Extracted records
-- -- --

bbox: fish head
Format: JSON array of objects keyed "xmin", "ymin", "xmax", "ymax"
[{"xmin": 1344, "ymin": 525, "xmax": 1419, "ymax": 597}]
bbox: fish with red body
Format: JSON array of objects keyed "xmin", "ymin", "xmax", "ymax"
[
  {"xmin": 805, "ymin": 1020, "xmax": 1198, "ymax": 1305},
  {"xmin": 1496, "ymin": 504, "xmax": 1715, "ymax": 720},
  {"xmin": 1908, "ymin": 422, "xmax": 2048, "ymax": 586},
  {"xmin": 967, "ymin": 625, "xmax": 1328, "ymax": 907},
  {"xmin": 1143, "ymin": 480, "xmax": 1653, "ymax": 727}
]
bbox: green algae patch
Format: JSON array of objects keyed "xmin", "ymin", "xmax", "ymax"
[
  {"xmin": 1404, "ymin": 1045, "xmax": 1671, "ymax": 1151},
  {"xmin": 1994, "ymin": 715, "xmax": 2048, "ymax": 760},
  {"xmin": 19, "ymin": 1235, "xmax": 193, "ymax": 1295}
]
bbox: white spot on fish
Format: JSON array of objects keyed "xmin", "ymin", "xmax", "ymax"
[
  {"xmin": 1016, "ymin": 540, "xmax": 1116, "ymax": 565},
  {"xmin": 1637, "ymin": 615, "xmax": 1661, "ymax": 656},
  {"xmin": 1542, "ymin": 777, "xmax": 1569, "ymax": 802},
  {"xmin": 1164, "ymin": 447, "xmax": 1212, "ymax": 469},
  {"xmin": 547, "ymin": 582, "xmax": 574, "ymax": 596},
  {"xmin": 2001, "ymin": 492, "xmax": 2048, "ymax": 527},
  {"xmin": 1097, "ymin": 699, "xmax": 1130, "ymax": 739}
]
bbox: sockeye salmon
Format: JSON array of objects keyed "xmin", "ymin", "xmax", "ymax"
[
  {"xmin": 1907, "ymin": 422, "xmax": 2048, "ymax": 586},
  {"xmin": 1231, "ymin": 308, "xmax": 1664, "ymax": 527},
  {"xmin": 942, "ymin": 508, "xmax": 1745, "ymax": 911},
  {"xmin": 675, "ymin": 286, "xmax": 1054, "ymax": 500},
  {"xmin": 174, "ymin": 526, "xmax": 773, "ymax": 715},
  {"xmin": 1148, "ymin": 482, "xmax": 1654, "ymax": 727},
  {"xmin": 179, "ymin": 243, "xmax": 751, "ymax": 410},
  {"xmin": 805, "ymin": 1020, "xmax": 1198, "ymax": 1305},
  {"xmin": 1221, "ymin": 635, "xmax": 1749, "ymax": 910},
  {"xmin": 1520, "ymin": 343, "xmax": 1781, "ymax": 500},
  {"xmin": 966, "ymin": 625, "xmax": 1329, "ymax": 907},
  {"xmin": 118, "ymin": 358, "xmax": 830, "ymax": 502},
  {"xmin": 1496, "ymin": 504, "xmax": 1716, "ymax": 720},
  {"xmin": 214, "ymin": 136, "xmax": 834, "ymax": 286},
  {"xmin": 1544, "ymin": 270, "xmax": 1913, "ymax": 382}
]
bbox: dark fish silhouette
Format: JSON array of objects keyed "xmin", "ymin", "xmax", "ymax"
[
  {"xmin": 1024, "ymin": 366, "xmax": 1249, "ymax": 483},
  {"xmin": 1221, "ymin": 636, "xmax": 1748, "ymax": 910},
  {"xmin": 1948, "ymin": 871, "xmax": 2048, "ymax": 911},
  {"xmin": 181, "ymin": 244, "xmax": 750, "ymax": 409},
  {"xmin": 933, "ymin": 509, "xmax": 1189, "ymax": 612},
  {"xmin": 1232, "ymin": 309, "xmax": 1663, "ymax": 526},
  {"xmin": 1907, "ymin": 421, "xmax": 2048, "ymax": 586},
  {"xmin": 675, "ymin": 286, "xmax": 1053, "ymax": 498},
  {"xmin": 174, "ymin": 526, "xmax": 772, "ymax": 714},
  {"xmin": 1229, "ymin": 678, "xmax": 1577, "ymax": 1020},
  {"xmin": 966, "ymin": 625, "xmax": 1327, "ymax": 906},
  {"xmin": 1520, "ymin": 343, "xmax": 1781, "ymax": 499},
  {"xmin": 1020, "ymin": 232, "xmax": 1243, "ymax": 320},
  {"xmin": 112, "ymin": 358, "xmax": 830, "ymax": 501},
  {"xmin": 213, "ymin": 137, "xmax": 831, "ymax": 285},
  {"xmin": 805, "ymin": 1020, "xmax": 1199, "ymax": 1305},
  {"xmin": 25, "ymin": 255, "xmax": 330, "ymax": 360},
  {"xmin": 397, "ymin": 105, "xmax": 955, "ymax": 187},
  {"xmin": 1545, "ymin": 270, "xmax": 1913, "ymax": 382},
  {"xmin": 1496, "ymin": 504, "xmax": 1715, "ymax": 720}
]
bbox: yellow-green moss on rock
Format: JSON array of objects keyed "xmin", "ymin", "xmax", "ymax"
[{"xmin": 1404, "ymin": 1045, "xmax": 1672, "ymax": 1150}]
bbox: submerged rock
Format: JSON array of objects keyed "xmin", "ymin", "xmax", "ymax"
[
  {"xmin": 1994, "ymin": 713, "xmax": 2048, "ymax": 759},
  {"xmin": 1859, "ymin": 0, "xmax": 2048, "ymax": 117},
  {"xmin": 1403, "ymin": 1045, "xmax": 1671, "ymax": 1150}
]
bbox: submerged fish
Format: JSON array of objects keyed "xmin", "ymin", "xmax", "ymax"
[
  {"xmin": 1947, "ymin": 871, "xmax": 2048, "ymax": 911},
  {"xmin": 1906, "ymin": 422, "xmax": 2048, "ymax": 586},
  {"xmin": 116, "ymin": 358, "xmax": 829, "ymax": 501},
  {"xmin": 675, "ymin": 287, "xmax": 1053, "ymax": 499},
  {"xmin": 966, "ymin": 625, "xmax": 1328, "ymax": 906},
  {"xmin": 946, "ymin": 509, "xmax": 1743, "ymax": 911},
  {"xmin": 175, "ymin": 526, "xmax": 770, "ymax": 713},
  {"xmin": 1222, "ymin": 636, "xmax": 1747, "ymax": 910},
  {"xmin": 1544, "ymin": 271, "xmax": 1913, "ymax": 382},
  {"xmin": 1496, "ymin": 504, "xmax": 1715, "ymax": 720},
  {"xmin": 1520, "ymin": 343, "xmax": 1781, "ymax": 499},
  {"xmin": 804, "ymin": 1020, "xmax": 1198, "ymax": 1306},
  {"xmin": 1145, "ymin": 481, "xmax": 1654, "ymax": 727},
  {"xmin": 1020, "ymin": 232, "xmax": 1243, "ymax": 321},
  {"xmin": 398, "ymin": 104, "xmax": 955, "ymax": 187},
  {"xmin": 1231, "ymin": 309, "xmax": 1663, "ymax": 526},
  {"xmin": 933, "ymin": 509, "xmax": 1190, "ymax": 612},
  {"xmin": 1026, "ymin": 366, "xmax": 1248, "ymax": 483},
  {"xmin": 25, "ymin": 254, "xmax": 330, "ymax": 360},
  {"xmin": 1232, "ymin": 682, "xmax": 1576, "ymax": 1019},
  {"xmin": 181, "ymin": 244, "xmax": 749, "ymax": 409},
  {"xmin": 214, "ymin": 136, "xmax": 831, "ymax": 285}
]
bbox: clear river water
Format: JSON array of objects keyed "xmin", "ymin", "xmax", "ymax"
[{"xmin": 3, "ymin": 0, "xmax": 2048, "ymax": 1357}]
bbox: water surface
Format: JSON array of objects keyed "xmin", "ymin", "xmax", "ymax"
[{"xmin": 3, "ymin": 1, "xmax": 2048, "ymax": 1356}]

-- -- --

▶ **Brief**
Please copy only these lines, exactly: the first line of the records through the line containing "bbox: sockeye salmon", ends included.

▶ **Exercise response**
bbox: fish head
Format: JSON array of objects keyed "xmin", "ymin", "xmax", "ymax"
[{"xmin": 1344, "ymin": 525, "xmax": 1419, "ymax": 597}]
bbox: fish with red body
Format: JSON array of objects keyed "xmin", "ymin", "xmax", "ymax"
[
  {"xmin": 805, "ymin": 1020, "xmax": 1198, "ymax": 1305},
  {"xmin": 1496, "ymin": 504, "xmax": 1715, "ymax": 720},
  {"xmin": 1908, "ymin": 422, "xmax": 2048, "ymax": 586},
  {"xmin": 967, "ymin": 625, "xmax": 1328, "ymax": 907},
  {"xmin": 1143, "ymin": 480, "xmax": 1653, "ymax": 727}
]
bbox: green algae patch
Format: JSON array of objects keyed "xmin", "ymin", "xmax", "ymax"
[
  {"xmin": 1404, "ymin": 1045, "xmax": 1671, "ymax": 1151},
  {"xmin": 1994, "ymin": 715, "xmax": 2048, "ymax": 760},
  {"xmin": 19, "ymin": 1235, "xmax": 193, "ymax": 1295}
]
bbox: white spot on fish
Format: JSON array of objects keyed "xmin", "ymin", "xmax", "ymax"
[
  {"xmin": 1016, "ymin": 540, "xmax": 1116, "ymax": 565},
  {"xmin": 1637, "ymin": 615, "xmax": 1661, "ymax": 656},
  {"xmin": 1542, "ymin": 777, "xmax": 1569, "ymax": 802},
  {"xmin": 1164, "ymin": 447, "xmax": 1212, "ymax": 469},
  {"xmin": 547, "ymin": 582, "xmax": 574, "ymax": 596},
  {"xmin": 2001, "ymin": 492, "xmax": 2048, "ymax": 527},
  {"xmin": 1097, "ymin": 699, "xmax": 1130, "ymax": 739}
]
bbox: sockeye salmon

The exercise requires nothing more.